* _Information given_:
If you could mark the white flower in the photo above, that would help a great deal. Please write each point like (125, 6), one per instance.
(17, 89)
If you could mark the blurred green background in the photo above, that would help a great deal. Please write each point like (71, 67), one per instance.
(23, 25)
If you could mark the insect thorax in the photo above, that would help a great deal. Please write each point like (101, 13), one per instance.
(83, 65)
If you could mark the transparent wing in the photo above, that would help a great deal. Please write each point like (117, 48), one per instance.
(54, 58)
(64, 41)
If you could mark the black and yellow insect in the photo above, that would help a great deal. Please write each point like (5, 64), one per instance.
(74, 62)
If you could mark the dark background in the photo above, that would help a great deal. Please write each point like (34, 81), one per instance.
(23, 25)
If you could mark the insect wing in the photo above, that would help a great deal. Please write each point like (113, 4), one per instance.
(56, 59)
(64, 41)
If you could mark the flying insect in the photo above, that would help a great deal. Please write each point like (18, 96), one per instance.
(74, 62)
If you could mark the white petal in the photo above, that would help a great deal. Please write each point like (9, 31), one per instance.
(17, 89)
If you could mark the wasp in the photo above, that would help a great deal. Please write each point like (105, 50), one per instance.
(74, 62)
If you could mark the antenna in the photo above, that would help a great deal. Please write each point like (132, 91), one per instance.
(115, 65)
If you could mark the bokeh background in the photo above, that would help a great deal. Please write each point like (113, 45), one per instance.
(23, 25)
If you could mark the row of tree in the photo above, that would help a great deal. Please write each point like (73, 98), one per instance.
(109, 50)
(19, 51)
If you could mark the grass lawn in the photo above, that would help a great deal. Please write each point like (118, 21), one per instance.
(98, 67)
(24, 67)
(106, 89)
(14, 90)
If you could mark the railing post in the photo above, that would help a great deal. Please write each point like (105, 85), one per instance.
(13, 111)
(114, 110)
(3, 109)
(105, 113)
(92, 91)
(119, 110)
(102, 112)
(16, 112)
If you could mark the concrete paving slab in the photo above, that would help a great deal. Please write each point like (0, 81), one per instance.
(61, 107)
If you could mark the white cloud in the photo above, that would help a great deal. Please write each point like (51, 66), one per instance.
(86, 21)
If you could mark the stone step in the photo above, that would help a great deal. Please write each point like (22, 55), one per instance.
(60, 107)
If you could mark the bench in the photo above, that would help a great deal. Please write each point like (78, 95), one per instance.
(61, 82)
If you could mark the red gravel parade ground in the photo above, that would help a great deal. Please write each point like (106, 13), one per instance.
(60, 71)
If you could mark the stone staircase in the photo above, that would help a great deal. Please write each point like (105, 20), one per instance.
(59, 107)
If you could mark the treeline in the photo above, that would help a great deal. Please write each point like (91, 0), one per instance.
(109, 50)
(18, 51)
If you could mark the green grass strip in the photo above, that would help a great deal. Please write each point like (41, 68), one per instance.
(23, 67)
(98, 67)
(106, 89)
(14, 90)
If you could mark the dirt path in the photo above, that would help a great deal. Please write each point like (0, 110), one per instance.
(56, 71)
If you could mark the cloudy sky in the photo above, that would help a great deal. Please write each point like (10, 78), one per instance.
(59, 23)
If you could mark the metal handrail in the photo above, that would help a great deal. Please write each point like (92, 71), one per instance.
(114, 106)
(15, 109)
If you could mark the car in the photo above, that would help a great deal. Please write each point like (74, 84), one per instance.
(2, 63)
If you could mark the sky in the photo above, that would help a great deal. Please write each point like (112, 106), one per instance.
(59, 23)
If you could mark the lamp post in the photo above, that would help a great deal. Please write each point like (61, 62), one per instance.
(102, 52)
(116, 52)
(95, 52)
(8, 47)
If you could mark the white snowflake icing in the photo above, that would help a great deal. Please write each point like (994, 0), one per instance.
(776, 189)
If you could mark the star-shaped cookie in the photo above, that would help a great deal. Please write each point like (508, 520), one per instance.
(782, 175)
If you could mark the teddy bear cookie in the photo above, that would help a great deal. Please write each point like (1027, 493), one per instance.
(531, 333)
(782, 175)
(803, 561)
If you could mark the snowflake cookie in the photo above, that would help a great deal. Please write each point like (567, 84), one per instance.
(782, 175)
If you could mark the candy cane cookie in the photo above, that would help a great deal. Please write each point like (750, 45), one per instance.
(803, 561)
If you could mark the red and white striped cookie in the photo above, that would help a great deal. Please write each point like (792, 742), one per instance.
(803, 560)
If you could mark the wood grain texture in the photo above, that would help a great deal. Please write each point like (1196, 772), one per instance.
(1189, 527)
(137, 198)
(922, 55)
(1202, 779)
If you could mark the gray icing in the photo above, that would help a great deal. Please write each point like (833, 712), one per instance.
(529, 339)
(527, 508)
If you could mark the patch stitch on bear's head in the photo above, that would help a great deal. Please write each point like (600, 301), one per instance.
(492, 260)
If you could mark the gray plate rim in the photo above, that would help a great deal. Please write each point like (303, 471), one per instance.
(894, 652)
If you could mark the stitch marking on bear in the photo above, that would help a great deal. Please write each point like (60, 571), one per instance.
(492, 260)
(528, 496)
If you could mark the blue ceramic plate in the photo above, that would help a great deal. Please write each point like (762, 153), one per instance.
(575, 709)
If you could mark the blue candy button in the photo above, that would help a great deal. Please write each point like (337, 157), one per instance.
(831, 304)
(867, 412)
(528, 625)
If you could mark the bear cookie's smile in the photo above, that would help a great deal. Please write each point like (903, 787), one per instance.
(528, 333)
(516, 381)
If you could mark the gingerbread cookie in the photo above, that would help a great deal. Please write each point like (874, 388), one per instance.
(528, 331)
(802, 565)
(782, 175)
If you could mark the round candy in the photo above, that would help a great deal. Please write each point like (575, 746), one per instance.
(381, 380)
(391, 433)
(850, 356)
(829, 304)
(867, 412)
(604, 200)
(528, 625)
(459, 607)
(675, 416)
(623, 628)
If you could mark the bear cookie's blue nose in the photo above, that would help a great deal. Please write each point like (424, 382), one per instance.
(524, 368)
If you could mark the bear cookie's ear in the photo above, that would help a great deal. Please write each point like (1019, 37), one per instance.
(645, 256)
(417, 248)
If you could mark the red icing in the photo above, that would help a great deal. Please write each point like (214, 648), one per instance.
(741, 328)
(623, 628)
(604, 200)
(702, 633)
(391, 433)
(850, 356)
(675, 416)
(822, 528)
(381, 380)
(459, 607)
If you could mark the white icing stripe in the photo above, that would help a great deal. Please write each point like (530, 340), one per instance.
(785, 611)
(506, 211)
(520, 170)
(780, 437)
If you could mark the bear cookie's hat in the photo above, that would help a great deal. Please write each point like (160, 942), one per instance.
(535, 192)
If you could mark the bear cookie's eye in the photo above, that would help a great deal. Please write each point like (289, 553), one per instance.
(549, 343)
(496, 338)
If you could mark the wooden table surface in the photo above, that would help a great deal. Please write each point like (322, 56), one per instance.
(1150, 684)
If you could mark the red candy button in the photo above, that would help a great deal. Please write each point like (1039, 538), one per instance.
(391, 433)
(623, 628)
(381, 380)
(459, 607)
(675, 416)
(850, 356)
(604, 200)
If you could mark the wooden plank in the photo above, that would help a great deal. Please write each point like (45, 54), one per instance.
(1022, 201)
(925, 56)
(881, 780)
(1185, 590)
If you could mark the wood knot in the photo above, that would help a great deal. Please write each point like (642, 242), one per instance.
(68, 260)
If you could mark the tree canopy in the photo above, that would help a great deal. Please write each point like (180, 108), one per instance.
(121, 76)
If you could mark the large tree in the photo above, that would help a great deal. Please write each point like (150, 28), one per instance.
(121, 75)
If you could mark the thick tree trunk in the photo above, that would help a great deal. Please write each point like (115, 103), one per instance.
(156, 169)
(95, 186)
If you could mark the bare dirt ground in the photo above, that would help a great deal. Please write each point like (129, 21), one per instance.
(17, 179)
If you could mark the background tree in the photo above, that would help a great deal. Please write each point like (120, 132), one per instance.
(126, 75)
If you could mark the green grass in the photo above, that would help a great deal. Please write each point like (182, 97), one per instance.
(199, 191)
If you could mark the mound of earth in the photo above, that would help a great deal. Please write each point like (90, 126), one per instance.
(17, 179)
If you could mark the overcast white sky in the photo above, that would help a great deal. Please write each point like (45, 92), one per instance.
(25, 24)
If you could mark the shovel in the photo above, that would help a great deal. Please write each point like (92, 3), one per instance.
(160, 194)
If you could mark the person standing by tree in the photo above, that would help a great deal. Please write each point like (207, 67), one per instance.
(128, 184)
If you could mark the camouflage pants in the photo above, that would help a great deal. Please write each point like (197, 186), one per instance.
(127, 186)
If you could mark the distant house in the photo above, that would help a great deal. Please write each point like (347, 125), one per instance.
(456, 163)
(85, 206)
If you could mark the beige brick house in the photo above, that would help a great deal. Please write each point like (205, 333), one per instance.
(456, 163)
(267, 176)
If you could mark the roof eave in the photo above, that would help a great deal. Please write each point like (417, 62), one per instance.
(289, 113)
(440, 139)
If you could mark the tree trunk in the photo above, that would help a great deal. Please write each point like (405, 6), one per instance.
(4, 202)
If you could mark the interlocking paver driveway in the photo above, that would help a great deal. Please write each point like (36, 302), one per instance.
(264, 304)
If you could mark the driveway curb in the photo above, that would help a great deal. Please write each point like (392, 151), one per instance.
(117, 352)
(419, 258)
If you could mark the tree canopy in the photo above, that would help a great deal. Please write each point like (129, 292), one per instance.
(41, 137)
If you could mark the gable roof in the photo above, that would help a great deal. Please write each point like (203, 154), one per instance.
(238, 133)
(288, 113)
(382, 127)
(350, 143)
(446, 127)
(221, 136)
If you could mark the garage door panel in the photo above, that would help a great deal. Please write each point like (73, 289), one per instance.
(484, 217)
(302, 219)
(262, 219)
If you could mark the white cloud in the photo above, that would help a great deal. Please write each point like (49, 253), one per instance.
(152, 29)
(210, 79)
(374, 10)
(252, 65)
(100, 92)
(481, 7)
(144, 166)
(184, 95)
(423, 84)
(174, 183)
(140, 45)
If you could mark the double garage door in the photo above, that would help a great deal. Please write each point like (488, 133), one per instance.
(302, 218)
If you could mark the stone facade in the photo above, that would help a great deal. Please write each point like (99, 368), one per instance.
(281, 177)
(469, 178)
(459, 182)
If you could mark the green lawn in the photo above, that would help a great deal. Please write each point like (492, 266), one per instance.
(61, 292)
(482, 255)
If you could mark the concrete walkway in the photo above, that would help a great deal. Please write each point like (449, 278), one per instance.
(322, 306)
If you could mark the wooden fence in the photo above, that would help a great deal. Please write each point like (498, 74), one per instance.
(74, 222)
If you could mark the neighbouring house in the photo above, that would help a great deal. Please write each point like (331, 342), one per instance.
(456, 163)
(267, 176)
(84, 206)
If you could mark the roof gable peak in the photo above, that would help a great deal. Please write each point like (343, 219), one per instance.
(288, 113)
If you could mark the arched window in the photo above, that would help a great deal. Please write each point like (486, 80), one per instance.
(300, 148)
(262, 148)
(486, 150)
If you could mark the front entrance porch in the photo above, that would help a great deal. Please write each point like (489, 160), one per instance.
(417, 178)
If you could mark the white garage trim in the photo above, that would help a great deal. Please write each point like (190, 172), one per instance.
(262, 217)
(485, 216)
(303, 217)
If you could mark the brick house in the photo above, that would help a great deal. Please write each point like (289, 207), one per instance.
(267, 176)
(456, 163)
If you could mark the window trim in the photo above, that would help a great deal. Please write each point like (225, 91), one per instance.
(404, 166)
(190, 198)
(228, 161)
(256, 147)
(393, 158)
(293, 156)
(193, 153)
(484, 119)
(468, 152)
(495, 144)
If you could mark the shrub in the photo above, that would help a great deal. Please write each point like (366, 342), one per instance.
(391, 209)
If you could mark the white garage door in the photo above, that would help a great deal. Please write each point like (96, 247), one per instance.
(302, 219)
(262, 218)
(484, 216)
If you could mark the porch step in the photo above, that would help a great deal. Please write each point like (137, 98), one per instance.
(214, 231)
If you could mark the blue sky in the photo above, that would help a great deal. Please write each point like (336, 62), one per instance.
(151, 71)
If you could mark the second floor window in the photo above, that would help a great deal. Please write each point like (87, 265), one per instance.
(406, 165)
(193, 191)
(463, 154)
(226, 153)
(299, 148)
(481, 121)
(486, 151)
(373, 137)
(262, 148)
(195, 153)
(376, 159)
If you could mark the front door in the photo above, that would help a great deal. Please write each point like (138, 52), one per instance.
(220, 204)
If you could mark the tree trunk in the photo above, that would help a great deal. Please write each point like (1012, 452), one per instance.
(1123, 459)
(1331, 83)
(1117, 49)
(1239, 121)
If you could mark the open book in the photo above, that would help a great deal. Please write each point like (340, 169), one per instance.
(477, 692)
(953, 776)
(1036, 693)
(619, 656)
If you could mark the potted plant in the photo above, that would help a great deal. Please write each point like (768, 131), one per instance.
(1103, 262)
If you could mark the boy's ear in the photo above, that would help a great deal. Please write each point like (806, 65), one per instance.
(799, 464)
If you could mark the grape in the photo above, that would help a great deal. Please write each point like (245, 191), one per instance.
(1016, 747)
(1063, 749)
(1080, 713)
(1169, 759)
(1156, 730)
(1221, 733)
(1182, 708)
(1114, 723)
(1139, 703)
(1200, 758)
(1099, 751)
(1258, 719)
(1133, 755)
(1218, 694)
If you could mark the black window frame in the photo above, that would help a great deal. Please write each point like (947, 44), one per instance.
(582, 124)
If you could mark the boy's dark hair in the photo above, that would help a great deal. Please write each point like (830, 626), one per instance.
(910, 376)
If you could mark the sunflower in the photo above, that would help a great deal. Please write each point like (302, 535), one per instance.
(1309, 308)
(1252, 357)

* _Prompt_:
From the "If you could mark the black window" line to the close of the listing, restate each line word for word.

* _In response_:
If you could mark the black window frame in the photo above, that would help a great deal. Please write each point like (947, 44), one per instance.
(582, 124)
If you could mark the boy's dark hair in the photo above, that would help a great deal. Please write each point like (830, 626), one per instance.
(910, 376)
If you could mark the sunflower in the photo above, that would help a great deal. Please write each point like (302, 535), one per instance.
(1309, 308)
(1252, 357)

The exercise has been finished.